§ **Document passage**
Kazimierz W [last name deleted for privacy by Editor], Senior Electronic Engineer
Ascot, Canada


(2000)

If you were ordering thousands of these the price is very high, Kaz. But when you are ordering 1 or 2, the price is low.

Can you get your mechanic or plumber to do anything for less than $60? It does not surprise me that a plating shop cannot inspect this part, strip the old coating, preclean it, mask it, work out how to fixture it with custom rack and anodes, neutralize and rinse it, unmask it, and re-inspect it in less time than a plumber can change a washer. My roofer wants $125 to look at my roof leak, not to fix it :-)

Good luck!

§ **Data section**
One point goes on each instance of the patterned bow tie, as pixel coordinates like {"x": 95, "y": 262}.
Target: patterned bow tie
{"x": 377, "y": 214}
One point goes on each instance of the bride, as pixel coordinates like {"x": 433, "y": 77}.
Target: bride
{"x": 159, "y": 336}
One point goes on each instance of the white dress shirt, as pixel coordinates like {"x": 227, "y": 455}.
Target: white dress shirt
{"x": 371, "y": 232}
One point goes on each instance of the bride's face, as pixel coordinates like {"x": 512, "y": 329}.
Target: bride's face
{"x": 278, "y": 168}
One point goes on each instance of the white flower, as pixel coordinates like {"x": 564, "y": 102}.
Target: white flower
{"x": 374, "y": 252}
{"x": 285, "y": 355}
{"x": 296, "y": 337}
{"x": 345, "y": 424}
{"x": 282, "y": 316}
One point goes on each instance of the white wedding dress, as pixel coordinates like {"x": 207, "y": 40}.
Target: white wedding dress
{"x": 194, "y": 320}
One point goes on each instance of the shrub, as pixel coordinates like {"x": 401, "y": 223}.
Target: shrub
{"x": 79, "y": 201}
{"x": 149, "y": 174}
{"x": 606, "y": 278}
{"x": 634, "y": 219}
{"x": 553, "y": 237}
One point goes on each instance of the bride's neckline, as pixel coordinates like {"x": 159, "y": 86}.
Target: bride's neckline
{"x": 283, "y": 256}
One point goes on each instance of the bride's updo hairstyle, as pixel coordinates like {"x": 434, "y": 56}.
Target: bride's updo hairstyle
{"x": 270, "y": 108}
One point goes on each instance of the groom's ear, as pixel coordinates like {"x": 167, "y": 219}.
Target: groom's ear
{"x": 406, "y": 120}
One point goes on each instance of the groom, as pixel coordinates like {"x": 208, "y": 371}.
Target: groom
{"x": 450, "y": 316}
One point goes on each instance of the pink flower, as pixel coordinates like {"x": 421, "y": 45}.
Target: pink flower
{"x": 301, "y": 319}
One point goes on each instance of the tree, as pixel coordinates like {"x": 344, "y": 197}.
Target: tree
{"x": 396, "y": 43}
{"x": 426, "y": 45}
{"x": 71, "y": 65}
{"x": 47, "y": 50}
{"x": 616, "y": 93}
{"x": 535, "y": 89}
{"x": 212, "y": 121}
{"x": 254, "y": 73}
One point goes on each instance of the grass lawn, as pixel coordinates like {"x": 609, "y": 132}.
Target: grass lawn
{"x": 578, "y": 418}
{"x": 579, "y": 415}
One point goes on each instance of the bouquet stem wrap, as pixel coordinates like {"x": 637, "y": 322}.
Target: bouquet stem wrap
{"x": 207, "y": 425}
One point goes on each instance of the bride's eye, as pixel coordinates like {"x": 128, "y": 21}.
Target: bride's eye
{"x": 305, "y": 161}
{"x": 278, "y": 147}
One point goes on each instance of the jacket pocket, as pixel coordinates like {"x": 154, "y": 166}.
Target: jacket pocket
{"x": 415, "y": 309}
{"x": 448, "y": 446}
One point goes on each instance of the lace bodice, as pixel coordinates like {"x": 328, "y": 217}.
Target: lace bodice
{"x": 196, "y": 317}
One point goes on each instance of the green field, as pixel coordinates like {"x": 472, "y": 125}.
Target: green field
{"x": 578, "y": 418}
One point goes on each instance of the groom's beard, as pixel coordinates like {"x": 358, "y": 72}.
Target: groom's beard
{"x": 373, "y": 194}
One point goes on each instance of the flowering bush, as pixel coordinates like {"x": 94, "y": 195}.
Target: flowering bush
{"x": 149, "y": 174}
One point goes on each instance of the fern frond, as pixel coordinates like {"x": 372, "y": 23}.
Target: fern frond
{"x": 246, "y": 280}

§ **What you should do**
Write what comes next in the passage about what a plating shop charges for one or two parts.

§ **Task result**
Ted Mooney, finishing.com
Teds signature
Ted Mooney, P.E. RET
finishing.com
Pine Beach, New Jersey


December 9, 2009

I have been restoring worn model engine parts by hard chroming for many years with excellent results. Made up my first chroming rig while in high school. It consists of simply a 500 millilitre beaker as the tank, a hotplate, thermometer, 6V battery, some stainless steel wire for use as a variable resistor for controlling the current, 16 gauge wire, and anodes made from lead flashing.

The solution is chromium trioxide, about 40 oz. weight per gallon dissolved in distilled water, plus about 0.4 ounces concentrated sulphuric acid.

Optimum operating temperature is about 140 deg. F. with about 3.5 volts across the part.

Plating worn cylinder sleeves requires the use of an internal anode down the centre of the sleeve separated by plastic spacers.

A typical worn ABC sleeve requires less than five minutes plating time, since you usually need to reduce the inside diameter by about 0.0001 inch. The bath plates at about 0.001 inch per hour.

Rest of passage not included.